◆ WHAT YOU NEED TO DO
From the entries below, copy every line where the string "ocean" appears.

◆ SUPPLIED INFORMATION
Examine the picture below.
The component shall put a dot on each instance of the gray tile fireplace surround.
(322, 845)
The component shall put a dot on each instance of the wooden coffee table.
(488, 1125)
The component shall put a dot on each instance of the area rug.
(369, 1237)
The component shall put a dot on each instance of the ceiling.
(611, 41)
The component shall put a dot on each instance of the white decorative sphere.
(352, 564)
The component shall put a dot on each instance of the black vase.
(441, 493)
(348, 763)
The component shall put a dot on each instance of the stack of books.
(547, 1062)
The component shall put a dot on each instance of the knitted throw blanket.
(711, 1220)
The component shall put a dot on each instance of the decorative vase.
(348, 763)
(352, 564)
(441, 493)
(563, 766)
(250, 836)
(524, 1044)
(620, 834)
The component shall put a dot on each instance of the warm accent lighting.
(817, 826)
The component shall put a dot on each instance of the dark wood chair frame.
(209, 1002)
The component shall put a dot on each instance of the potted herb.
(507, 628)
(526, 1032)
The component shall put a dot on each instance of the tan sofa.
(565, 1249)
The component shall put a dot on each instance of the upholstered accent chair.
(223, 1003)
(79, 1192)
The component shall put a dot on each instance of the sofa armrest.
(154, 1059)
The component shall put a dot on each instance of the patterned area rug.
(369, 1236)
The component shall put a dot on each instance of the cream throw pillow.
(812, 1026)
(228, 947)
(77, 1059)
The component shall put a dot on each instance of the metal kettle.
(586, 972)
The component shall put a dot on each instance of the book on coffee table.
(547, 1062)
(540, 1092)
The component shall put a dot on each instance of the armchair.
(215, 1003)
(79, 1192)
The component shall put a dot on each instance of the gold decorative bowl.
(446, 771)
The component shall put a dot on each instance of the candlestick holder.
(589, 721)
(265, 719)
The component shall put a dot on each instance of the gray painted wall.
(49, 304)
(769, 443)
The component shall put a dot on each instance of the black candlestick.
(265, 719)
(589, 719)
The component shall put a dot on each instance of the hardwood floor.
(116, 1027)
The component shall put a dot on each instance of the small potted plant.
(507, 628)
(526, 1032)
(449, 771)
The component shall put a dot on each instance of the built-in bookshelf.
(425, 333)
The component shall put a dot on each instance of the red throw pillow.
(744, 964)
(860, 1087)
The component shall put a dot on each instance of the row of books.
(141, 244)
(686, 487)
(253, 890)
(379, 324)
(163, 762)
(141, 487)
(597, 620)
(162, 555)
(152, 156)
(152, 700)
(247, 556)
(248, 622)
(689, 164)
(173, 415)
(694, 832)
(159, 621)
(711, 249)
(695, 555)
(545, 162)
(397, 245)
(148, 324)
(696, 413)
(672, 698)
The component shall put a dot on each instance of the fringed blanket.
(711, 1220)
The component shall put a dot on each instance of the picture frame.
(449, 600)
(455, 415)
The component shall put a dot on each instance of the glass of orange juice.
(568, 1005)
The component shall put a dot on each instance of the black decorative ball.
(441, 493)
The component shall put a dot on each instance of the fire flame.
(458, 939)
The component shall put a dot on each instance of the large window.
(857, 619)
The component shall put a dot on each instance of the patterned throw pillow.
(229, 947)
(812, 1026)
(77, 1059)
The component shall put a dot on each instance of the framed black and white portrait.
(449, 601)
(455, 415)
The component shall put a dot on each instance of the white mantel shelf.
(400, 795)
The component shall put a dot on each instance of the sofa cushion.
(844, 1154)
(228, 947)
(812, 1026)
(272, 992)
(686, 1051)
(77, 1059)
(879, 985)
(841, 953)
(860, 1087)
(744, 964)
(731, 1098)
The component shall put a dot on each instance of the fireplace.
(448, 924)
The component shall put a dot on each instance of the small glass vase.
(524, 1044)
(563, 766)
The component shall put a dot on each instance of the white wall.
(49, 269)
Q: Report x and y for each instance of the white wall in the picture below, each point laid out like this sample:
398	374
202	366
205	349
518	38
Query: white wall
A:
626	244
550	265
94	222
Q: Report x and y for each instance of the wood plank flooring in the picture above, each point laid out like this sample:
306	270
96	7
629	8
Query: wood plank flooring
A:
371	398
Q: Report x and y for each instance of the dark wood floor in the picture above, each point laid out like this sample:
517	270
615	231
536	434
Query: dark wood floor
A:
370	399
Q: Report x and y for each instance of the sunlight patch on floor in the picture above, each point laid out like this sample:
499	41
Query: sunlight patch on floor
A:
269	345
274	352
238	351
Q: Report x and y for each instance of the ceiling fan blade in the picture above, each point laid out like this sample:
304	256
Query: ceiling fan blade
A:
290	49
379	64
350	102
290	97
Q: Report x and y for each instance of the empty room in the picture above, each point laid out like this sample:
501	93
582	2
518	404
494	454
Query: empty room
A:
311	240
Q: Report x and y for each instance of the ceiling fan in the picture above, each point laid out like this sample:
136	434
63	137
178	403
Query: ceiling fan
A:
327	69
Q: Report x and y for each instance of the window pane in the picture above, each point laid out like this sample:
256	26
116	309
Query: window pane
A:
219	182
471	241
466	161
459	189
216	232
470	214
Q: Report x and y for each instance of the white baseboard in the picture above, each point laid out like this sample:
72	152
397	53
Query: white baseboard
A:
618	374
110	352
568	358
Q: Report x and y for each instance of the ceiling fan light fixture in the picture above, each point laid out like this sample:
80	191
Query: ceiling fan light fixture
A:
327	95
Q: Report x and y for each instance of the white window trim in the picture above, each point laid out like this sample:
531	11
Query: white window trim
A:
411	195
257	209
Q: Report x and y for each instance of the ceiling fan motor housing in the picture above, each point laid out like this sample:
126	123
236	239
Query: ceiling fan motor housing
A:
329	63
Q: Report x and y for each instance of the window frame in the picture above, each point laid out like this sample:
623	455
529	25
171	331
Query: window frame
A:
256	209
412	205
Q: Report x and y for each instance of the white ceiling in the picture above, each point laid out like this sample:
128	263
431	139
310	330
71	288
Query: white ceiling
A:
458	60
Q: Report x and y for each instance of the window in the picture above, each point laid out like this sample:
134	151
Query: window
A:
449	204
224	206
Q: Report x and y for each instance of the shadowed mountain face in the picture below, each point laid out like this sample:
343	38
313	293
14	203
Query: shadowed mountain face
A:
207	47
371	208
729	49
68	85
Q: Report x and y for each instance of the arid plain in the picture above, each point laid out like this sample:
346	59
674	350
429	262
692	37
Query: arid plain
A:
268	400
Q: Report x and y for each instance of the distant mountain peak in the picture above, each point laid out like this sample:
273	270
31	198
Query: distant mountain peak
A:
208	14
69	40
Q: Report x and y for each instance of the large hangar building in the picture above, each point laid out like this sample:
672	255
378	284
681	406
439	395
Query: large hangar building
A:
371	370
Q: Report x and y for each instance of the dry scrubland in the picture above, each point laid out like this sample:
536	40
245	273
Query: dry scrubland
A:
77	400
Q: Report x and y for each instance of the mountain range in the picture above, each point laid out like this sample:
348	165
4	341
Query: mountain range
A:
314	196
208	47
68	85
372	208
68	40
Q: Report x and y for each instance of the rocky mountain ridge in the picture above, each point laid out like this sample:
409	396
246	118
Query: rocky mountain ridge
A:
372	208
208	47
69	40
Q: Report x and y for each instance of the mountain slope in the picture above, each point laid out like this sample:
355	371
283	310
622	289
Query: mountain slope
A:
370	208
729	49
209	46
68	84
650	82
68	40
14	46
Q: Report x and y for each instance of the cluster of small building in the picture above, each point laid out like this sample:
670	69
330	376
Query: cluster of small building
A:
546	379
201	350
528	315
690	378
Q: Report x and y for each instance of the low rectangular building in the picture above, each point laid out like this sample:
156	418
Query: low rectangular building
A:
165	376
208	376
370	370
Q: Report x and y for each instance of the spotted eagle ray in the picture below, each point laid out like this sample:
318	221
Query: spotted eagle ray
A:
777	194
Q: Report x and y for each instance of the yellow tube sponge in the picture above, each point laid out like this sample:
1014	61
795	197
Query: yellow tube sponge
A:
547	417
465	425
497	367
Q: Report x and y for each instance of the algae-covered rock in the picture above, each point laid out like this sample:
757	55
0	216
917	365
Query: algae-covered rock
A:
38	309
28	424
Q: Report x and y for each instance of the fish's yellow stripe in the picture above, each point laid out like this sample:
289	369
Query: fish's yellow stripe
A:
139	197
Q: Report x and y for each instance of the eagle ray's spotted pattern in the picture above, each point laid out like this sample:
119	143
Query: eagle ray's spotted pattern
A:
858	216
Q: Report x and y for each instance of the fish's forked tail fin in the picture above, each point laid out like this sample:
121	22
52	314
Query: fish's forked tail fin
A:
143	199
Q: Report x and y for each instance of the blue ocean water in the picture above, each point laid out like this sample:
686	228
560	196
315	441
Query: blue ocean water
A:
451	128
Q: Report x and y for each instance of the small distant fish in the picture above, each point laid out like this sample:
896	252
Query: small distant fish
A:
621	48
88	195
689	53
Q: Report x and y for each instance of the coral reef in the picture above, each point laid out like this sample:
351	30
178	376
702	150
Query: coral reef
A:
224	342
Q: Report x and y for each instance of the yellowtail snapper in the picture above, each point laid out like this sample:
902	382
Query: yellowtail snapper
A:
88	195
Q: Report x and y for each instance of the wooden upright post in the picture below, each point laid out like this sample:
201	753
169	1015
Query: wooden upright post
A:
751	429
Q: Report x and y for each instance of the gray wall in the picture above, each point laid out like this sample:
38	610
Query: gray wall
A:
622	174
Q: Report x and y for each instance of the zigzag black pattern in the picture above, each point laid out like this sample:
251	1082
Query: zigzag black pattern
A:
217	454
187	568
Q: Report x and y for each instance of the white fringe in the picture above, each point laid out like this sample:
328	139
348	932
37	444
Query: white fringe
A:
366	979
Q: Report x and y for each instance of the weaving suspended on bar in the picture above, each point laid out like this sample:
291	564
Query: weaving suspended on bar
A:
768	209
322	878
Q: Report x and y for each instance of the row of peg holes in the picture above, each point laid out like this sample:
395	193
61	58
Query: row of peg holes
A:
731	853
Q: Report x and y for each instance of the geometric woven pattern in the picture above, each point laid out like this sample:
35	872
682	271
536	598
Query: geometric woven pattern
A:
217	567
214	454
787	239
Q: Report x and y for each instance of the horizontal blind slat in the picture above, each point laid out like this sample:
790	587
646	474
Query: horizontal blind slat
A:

◆ FINAL ANSWER
Q: Report x and y for each instance of the blue ocean water in the picture above, each point laid out like this sample:
Query: blue ocean water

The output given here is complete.